>> start EXTRACT

4

Please have a look at this code: 

#include <stdio.h>
int main(void)
{
short s = -1;

printf("sizeof(short) = %lu\n", sizeof(short));
printf("sizeof(int) = %lu\n", sizeof(int));
printf("sizeof(long) = %lu\n", sizeof(long));
printf("s = %hd\n", s);
printf("s = %d\n", s);
printf("s = %ld\n", s);

return 0;
}

It gave output as : 

sizeof(short) = 2  
sizeof(int) = 4  
sizeof(long) = 8  
s = -1  
s = -1  
s = 4294967295

In last line why s = 4294967295 instead of s = -1 as through this question I came to know that In C when variable gets promoted, its value remains constant.

Community
  • 1
  • 1
rootkea
  • 1,474
  • 2
  • 12
  • 32

2 Answers2

6

s is being promoted to an int, which here is a 4 byte type. This is happening in all 3 cases. In the first two, an int is what printf() will expect, as the format specifier is for a type which would be passed as an int. However in the last case, you have given a format specifier which expects an 8-byte type.

This is invoking undefined behaviour.

In your case it appears to have read zeros in the upper bytes of the value, effectively zero-extending to 64-bits the value which was already sign-extended to 32-bits. However you can't depend on the results of doing this - it might be reading memory or a register that is not consistently initialised. Tomorrow it could be different.

The promotion of arguments is not dependent on the format string - you must always ensure that you pass the correct arguments for the format you have specified. So an int will not be promoted to a long. You need to convert it yourself.

A smart compiler ought to give you a warning about this.

>> end EXTRACT

▶ _PROMPT A_
Print the part of the printf promotion thread starting with "The promotion of" and going on through "convert it yourself.".
▶ _PROMPT B_
In the printf promotion thread, what type does the answer say s is promoted to?
▶ _PROMPT C_
Finish out the next part of the printf promotion thread, continuing from where it stops.

>> start GIVEN INFORMATION

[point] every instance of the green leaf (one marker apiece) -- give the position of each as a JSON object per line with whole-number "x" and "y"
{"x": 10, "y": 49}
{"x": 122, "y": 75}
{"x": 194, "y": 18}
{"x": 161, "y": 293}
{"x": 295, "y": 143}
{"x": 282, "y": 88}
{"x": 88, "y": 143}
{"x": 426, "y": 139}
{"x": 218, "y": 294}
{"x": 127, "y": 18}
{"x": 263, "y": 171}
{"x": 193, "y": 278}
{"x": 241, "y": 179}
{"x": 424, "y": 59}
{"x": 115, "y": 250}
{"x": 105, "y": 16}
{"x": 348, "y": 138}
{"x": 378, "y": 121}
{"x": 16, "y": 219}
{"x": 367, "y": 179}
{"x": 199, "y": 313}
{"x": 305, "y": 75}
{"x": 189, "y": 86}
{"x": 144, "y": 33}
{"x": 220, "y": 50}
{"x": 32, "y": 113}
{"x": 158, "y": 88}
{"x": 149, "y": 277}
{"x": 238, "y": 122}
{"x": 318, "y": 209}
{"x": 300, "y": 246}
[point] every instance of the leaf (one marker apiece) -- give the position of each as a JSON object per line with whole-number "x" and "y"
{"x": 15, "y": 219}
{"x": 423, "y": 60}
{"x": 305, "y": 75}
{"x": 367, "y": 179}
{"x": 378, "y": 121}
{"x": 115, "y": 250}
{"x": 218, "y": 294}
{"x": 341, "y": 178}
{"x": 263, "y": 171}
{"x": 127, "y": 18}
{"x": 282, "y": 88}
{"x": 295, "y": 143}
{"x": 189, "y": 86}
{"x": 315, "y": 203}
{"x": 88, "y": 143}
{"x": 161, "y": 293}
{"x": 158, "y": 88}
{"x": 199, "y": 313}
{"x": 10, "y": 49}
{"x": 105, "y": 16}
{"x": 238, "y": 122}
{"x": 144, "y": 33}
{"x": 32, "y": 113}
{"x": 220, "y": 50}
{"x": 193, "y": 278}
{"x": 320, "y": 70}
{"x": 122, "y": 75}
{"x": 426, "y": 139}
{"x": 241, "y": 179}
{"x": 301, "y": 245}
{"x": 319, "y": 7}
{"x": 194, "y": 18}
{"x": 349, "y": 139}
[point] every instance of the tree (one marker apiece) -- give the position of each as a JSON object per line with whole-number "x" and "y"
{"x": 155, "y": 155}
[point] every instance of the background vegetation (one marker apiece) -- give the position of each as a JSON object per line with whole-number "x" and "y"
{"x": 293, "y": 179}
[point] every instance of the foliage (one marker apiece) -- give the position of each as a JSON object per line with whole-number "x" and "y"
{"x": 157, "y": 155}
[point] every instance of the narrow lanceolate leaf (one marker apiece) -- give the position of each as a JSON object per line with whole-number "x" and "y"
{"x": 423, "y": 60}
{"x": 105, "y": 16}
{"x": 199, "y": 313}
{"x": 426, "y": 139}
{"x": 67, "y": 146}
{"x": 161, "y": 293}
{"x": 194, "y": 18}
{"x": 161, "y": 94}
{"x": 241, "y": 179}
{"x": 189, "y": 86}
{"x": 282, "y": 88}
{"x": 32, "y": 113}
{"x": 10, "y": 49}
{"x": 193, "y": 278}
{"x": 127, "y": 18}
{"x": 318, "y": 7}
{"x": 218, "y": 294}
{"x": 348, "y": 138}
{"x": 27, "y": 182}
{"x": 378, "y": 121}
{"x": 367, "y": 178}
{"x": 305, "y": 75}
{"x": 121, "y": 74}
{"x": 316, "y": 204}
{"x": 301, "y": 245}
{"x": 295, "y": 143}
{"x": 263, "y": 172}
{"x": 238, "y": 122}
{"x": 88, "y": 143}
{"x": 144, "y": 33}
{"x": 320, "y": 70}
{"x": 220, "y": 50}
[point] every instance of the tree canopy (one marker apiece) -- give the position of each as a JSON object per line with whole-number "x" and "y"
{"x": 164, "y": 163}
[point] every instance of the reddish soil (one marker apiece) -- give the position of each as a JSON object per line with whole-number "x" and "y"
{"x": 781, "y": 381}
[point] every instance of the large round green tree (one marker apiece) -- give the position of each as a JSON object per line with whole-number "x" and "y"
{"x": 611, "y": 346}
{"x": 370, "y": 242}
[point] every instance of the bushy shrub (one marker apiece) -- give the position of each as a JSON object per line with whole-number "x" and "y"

>> end GIVEN INFORMATION

▶ _EXPECTED ANSWER A_
The promotion of arguments is not dependent on the format string - you must always ensure that you pass the correct arguments for the format you have specified. So an int will not be promoted to a long. You need to convert it yourself.

▶ _EXPECTED ANSWER B_
An int, which is a 4-byte type there.

▶ _EXPECTED ANSWER C_
JasonD
  • 16,464
  • 2
  • 29
  • 44
  • In second case `s` simply gets promoted to `int` then why not in last case ? Well, in case 2 I have given a format specifier which expects an 4-byte type but then the problem is solved by promptly promoting `s` to `int`. Same can be done in 3rd case. But it's not. Why? – rootkea Feb 07 '13 at 13:17
  • It *has* promoted it to an int. However the function tries to read a long, which is a different size. I have tried to add a clarification on what is probably happening to produce the result you see. – JasonD Feb 07 '13 at 13:21
  • Thanks! So do you mean whenever `printf` is called the argument is promoted to `int` type irrespective of the argument type ? And where does format specifier fit into this ? – rootkea Feb 07 '13 at 13:35
  • As I say in my answer, the format string does not influence the promotion. A short will always be promoted in the same way. If you think about it, the format string might be generated at run-time - in which case, the compiler could not know how to promote the arguments. So the rules are fixed in advance. – JasonD Feb 07 '13 at 13:49
1

The variable does not get promoted to long while calling printf("s = %ld\n", s);. The right way to promote it to long is printf("s = %ld\n", (long) s);.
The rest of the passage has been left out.